> _Exercise brief_
Copy each entry below exactly. No images.

> _Task input_
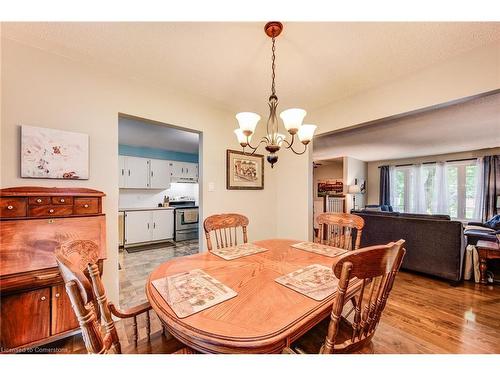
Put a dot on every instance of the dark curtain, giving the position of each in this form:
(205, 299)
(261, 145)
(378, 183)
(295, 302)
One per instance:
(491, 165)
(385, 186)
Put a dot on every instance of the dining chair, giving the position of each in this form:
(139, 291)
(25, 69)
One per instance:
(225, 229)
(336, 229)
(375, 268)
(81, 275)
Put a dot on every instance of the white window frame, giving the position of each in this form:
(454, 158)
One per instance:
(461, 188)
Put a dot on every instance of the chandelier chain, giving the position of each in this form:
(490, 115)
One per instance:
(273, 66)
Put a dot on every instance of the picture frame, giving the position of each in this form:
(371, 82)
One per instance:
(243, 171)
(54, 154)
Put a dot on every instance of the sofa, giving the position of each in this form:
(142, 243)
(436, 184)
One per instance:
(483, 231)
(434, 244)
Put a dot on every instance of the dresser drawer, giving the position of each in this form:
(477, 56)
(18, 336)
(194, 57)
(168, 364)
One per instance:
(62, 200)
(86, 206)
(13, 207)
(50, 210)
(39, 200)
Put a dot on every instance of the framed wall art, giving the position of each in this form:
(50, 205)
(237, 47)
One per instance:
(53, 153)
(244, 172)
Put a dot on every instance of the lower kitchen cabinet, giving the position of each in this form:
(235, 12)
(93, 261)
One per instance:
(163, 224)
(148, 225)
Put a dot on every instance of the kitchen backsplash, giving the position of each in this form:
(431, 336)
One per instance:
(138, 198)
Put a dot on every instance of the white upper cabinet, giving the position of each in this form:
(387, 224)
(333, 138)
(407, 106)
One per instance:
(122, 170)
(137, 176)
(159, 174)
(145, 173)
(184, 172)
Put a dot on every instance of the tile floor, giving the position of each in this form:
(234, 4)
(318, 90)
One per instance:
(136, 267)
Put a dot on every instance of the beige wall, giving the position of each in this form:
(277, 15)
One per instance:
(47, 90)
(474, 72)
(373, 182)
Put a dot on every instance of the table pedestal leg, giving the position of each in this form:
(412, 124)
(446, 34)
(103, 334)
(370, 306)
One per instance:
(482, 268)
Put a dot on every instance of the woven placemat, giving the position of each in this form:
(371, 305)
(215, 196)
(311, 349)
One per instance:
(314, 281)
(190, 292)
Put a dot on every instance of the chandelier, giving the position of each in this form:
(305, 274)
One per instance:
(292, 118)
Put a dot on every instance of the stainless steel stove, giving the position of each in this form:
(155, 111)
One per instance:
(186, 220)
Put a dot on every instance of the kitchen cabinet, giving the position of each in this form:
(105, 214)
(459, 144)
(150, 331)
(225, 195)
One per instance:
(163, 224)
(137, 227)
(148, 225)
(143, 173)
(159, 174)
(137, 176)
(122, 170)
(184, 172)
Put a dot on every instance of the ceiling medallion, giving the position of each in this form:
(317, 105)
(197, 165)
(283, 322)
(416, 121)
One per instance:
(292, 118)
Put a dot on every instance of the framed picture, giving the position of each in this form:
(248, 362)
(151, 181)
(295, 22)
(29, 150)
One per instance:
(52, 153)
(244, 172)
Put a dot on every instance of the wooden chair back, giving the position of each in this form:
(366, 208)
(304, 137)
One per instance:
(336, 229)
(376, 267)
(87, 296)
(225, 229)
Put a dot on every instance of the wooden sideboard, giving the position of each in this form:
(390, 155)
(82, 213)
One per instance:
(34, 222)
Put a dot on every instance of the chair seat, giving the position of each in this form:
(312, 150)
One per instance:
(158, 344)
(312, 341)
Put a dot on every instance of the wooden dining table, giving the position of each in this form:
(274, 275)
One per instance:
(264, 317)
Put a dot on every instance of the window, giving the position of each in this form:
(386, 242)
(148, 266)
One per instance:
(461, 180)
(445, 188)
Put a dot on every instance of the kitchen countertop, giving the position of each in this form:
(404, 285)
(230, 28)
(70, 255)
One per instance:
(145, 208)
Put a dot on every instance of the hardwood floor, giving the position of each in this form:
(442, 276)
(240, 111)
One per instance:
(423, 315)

> _Written answer_
Put a dot on every instance of the dark curtain, giving the position of each in this form:
(205, 299)
(261, 145)
(378, 183)
(295, 302)
One per instance:
(491, 165)
(385, 186)
Put a dot on every instance of the dining chair, giving the position of each in this form:
(139, 291)
(25, 69)
One per instance:
(225, 229)
(336, 229)
(375, 268)
(81, 275)
Put a dot on every instance of the white window frame, giving the position of each in this form:
(454, 158)
One per instance:
(461, 188)
Put a dot on every instance of the chandelier chain, giving the position of each in this form:
(490, 115)
One per instance:
(273, 66)
Put a dot on every instance of the picture frame, giving the position of each in this form:
(371, 82)
One per instance:
(243, 171)
(54, 154)
Put a dot on every instance of the sofa, giving the position of each in this form:
(142, 243)
(436, 184)
One per instance:
(483, 231)
(434, 244)
Put a dot on every instance of the dresser drawer, giving the position of each in this form:
(477, 56)
(18, 336)
(194, 57)
(168, 364)
One per instance:
(62, 200)
(86, 206)
(13, 207)
(50, 210)
(39, 200)
Put a dot on every instance of the framed wall art, giving the position of each in this form:
(50, 205)
(237, 47)
One per instance:
(53, 153)
(244, 172)
Put a dot on every instance of the lower kitchen cabinet, giving the position of each in this form:
(235, 12)
(93, 261)
One per instance:
(163, 224)
(148, 225)
Put a dot on every instance of the kitchen backsplash, giving the position of each in this form:
(431, 336)
One per instance:
(138, 198)
Put a dot on every instance of the white upper cabinet, giving the position of each in this form:
(387, 224)
(333, 138)
(407, 106)
One per instance:
(122, 170)
(137, 176)
(159, 174)
(145, 173)
(184, 172)
Put a dot on every instance of the tile floor, giving the position of each in this form:
(234, 4)
(318, 90)
One per instance:
(136, 267)
Put a dot on every instance of the beige wall, giving the position of each in this form:
(277, 15)
One per instance:
(47, 90)
(474, 72)
(373, 182)
Put a dot on every instance of the table pedestal leg, giving the position of each in this form:
(412, 124)
(446, 34)
(103, 334)
(370, 306)
One per instance:
(482, 268)
Put a dot on every instance of the woven placemat, giving the position of each in this form:
(371, 305)
(215, 196)
(311, 349)
One per instance:
(314, 281)
(190, 292)
Put a dot on every instance of the chandelier, giving the position of each in this form:
(305, 274)
One per instance:
(292, 118)
Put a dot on every instance of the stainless steel stove, giving the position of each in this form:
(155, 111)
One per instance:
(186, 220)
Put a dot on every instance of the kitchen cabinet, giving the position of each in this form:
(105, 214)
(459, 144)
(150, 331)
(225, 195)
One per instance:
(163, 224)
(137, 227)
(148, 225)
(143, 173)
(159, 174)
(137, 176)
(122, 170)
(184, 172)
Put a dot on every instance of the ceiling medallion, giving the position of each in this form:
(317, 105)
(197, 165)
(283, 322)
(416, 121)
One per instance:
(292, 118)
Put a dot on every instance of the framed picture, giving the position of each in this form:
(248, 362)
(151, 181)
(295, 22)
(29, 150)
One per instance:
(52, 153)
(244, 172)
Put a dot on every instance of the wooden chair back, giving the position of each in this form:
(366, 208)
(304, 137)
One per instance:
(336, 229)
(376, 267)
(87, 296)
(225, 229)
Put a dot on every instance of the wooden sideboard, giving the position of each in this form:
(390, 155)
(82, 213)
One per instance:
(34, 222)
Put a dot on every instance of the chair seat, giving the position of each in this form:
(312, 150)
One per instance:
(158, 344)
(312, 341)
Put a dot on every instance of the wooden dining table, giving the position of each in this form:
(274, 275)
One per instance:
(264, 317)
Put a dot on every instance of the window, giving the position of each in this form:
(386, 242)
(148, 266)
One per instance:
(461, 180)
(445, 188)
Put a dot on every instance of the kitchen countertop, giving the position of each in this form:
(404, 285)
(230, 28)
(70, 255)
One per instance:
(145, 208)
Put a dot on every instance of the hardwood floor, giving the position of each in this form:
(442, 276)
(240, 111)
One per instance:
(423, 315)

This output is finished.